Records from a point labeling set:
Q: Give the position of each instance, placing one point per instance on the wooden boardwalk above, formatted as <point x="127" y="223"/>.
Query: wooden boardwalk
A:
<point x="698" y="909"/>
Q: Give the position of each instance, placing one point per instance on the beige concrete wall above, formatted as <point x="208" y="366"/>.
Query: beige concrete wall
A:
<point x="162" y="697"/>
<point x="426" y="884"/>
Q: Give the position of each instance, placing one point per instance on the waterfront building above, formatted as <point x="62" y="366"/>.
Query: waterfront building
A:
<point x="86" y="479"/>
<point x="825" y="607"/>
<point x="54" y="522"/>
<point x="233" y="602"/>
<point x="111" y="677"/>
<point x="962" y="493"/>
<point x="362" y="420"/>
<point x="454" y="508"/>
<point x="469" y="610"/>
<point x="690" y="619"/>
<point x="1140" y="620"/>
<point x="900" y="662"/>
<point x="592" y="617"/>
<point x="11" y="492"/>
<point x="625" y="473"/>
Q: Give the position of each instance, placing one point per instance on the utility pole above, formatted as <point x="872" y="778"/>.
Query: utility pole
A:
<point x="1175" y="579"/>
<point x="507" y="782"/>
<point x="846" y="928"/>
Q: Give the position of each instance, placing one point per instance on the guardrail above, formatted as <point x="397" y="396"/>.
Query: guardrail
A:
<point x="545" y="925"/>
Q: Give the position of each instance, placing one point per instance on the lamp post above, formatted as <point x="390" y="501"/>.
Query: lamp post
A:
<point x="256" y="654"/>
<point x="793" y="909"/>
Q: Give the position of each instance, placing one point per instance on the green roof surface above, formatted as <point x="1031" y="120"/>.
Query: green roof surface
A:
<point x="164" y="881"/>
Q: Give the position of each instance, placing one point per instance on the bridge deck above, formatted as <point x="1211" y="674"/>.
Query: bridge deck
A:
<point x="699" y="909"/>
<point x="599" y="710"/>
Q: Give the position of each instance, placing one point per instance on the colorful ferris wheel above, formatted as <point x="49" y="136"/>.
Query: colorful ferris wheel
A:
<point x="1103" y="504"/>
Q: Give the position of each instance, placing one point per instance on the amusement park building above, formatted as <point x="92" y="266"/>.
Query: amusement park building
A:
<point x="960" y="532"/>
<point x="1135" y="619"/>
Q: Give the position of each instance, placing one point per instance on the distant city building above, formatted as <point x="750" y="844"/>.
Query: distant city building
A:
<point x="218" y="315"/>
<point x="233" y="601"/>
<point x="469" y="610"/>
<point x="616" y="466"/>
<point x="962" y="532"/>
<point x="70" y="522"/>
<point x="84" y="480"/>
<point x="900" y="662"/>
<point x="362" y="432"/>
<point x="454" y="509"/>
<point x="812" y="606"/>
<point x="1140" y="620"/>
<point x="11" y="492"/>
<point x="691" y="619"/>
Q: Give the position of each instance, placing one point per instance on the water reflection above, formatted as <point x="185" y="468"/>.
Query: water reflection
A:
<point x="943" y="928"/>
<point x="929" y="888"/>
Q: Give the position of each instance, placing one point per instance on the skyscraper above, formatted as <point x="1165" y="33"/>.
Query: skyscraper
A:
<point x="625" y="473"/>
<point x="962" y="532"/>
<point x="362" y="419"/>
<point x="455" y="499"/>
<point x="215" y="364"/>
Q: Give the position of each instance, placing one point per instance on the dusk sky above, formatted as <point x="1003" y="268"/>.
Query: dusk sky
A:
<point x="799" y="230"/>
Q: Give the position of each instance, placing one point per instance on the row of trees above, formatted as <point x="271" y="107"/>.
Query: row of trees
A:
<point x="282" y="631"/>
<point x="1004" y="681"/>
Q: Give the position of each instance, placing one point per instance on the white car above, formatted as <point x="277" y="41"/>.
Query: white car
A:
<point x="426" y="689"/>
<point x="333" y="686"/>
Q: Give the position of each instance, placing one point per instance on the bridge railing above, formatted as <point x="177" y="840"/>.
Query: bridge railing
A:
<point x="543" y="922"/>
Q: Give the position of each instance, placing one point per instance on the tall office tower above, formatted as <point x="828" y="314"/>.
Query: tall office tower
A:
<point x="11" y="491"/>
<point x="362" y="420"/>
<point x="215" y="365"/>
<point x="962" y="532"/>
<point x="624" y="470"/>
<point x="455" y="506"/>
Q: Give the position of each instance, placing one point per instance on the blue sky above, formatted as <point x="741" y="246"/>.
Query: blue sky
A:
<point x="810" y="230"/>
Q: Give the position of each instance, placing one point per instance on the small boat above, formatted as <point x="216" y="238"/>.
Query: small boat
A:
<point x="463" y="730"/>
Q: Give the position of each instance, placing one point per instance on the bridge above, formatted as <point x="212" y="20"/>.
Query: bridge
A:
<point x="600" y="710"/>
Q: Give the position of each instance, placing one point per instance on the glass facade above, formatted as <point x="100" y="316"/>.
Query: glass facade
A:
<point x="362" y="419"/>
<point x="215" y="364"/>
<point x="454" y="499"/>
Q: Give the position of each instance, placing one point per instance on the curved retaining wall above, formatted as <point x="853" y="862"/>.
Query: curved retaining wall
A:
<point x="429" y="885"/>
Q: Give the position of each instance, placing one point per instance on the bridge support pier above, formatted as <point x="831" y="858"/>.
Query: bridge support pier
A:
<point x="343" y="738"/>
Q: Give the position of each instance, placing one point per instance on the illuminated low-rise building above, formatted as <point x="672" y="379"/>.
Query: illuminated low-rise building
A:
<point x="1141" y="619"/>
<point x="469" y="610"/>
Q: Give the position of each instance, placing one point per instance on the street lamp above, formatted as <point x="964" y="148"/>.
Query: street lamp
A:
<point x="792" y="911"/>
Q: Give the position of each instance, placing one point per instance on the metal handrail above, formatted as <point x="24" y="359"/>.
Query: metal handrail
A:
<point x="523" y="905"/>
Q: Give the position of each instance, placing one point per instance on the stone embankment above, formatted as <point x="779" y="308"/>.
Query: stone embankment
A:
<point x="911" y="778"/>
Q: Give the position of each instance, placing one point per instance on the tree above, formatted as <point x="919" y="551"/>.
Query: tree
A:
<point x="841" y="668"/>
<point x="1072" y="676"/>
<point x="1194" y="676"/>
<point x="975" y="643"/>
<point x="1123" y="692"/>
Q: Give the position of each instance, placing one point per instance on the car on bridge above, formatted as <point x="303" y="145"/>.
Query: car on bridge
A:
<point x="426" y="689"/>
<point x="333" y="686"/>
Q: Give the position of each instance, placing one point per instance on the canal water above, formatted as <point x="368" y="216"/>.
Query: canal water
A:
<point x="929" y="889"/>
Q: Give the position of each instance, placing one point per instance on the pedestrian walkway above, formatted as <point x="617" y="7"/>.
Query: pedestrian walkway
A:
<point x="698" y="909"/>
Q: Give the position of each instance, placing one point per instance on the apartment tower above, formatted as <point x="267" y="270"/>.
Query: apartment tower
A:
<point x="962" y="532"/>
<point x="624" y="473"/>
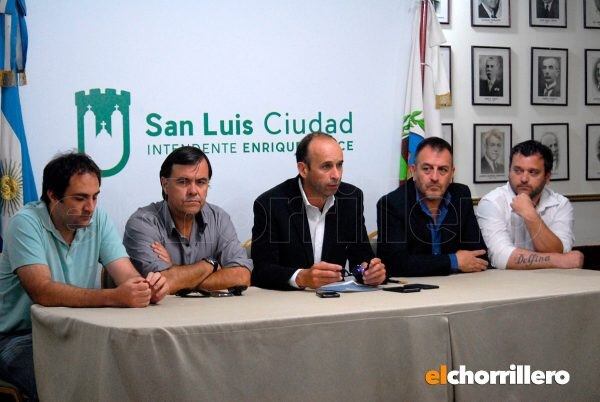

- [EXERCISE OBJECTIVE]
Reproduce all of the data above word for word, omitting the pictures.

- [WORKED ANSWER]
Q: Give the position of each instance, placing one point per instance on the wooden boardwalk above, formatted as <point x="127" y="223"/>.
Query: wooden boardwalk
A:
<point x="698" y="909"/>
Q: Give the position of each instance, placing one point per instance on the beige concrete wall above, formatted as <point x="208" y="366"/>.
Query: beige concrete wall
A:
<point x="162" y="697"/>
<point x="426" y="884"/>
Q: Give the position of each instance, placing one point per instance on the waterfront building above, formatted as <point x="62" y="366"/>.
Query: waterfront building
A:
<point x="86" y="479"/>
<point x="825" y="607"/>
<point x="54" y="522"/>
<point x="233" y="602"/>
<point x="111" y="677"/>
<point x="962" y="493"/>
<point x="362" y="420"/>
<point x="454" y="508"/>
<point x="469" y="610"/>
<point x="690" y="619"/>
<point x="1140" y="620"/>
<point x="900" y="662"/>
<point x="592" y="617"/>
<point x="11" y="492"/>
<point x="625" y="473"/>
Q: Give the position of each instance, placing one point per instance on the utility pole above, formatted as <point x="872" y="778"/>.
Query: utility pole
A:
<point x="1175" y="579"/>
<point x="507" y="782"/>
<point x="846" y="928"/>
Q: Give the position of each instance, placing one point per instance on the guardrail above, formatted as <point x="397" y="396"/>.
Query: guardrail
A:
<point x="545" y="925"/>
Q: Give the position of each instance, placing one point per instance on the lamp post above, formatted as <point x="390" y="501"/>.
Query: lamp post
A:
<point x="256" y="654"/>
<point x="793" y="909"/>
Q: Give the position of each instance, placing one point per instance on the green roof surface above, formatted as <point x="1031" y="120"/>.
Query: green roof surface
A:
<point x="164" y="881"/>
Q: Give the position of each instance, placing one point per instance on the bridge deck above, formatted as <point x="1211" y="674"/>.
Query: bridge deck
A:
<point x="699" y="909"/>
<point x="599" y="710"/>
Q: Give the position of each instance, placing one point per instance on the colorful ferris wheel above, formatted as <point x="49" y="136"/>.
Query: colorful ferris wheel
A:
<point x="1103" y="504"/>
Q: Give the position of each instance, placing one point per instance on the amusement park building above, formatted as <point x="92" y="266"/>.
Query: amusement park building
A:
<point x="960" y="532"/>
<point x="1135" y="619"/>
Q: Give the position of each instance, placing one point per instance on the distant city building above, formatted as <point x="750" y="844"/>.
Query: distant city building
A:
<point x="218" y="315"/>
<point x="233" y="601"/>
<point x="469" y="610"/>
<point x="616" y="466"/>
<point x="962" y="532"/>
<point x="70" y="522"/>
<point x="84" y="480"/>
<point x="900" y="662"/>
<point x="362" y="432"/>
<point x="454" y="509"/>
<point x="812" y="606"/>
<point x="1140" y="620"/>
<point x="11" y="492"/>
<point x="691" y="619"/>
Q: Give the position of each instance, placing one point per instance on the water reflection above, formatted as <point x="185" y="468"/>.
Query: water reflection
A:
<point x="943" y="928"/>
<point x="929" y="888"/>
Q: Give the position of each instance, placing one point per instance on the skyscraper above, formatted as <point x="1165" y="33"/>.
Query: skyscraper
A:
<point x="625" y="473"/>
<point x="962" y="532"/>
<point x="362" y="419"/>
<point x="455" y="499"/>
<point x="215" y="364"/>
Q: Give the position of each instance, placing one point per instance on the dusk sky above, formatted as <point x="1003" y="268"/>.
Query: dusk sky
A:
<point x="799" y="230"/>
Q: Give the position of each instance, placing one point per instance on the row of trees above, formatted as <point x="271" y="107"/>.
Query: row of trees
A:
<point x="282" y="631"/>
<point x="1004" y="681"/>
Q: Give the position of each instance, placing one point per instance on the white car above, formatted as <point x="277" y="41"/>.
Query: white car
A:
<point x="426" y="689"/>
<point x="333" y="686"/>
Q: Give the position of each instance, placing one point per instance on the bridge railing above, formatted as <point x="177" y="840"/>.
Query: bridge railing
A:
<point x="543" y="922"/>
Q: Give the position of each instance, placing one point per instance on the tall office tower above, formatted as <point x="828" y="314"/>.
Query: tall office tower
A:
<point x="11" y="491"/>
<point x="362" y="420"/>
<point x="215" y="365"/>
<point x="962" y="532"/>
<point x="624" y="470"/>
<point x="455" y="506"/>
Q: Give the position of each instance, placing one point per instance on the blue sky above, formatted as <point x="741" y="246"/>.
Query: blue sky
A:
<point x="810" y="230"/>
Q: Give the position of each instance, placing one point per instance on the small boat above, formatted as <point x="216" y="238"/>.
Query: small boat
A:
<point x="463" y="730"/>
Q: Give the position of each instance, placing one point per instance on the bridge above, formatted as <point x="212" y="20"/>.
Query: bridge
A:
<point x="600" y="710"/>
Q: Give the position of each instance, placing one point per instance on the glass facade above, formatted as <point x="100" y="316"/>.
Query: glass facade
A:
<point x="362" y="419"/>
<point x="215" y="364"/>
<point x="454" y="499"/>
Q: Give the position of each instance, placing one point per instance on the curved retaining wall above, formatted as <point x="853" y="862"/>.
Query: curved retaining wall
A:
<point x="429" y="885"/>
Q: Give the position of each instance, placing one point per instance on the bridge support pier above, formatted as <point x="831" y="858"/>.
Query: bridge support pier
A:
<point x="343" y="738"/>
Q: Give the position of each instance, placing one point per instance on the illuminated low-rise building above, formatted as <point x="672" y="379"/>.
Query: illuminated low-rise building
A:
<point x="1141" y="619"/>
<point x="469" y="610"/>
Q: Give the position of each instance, placing one point per instance on the street lamp above, formatted as <point x="964" y="148"/>.
Query: street lamp
A:
<point x="792" y="911"/>
Q: Give the position of each instance, placing one point per instance on the metal handrail above, formatted as <point x="24" y="359"/>.
Query: metal handrail
A:
<point x="523" y="905"/>
Q: Give the position of each instance, placing one point per instance on the stone embankment above, formatted as <point x="779" y="308"/>.
Query: stone embankment
A:
<point x="911" y="778"/>
Q: Give the position of each instance, placing one point per instance on the tree above, formatted as <point x="919" y="551"/>.
Query: tree
A:
<point x="841" y="668"/>
<point x="1072" y="676"/>
<point x="1194" y="676"/>
<point x="975" y="643"/>
<point x="1123" y="692"/>
Q: Give the position of each instance, placing one point per instance on the car on bridge above, formatted as <point x="303" y="145"/>.
Query: car on bridge
A:
<point x="426" y="689"/>
<point x="333" y="686"/>
Q: Give the position of each instance, placing one point per instance on the canal water above, formatted as <point x="368" y="216"/>.
Query: canal water
A:
<point x="929" y="889"/>
Q: Give the position of each instance, placing one point per instance on the pedestrian walkway above, formatted as <point x="617" y="7"/>.
Query: pedestrian walkway
A:
<point x="698" y="909"/>
Q: Give the position of each instance, placing one point per instance on the apartment tower above, formatted as <point x="267" y="270"/>.
Query: apartment tower
A:
<point x="962" y="532"/>
<point x="624" y="473"/>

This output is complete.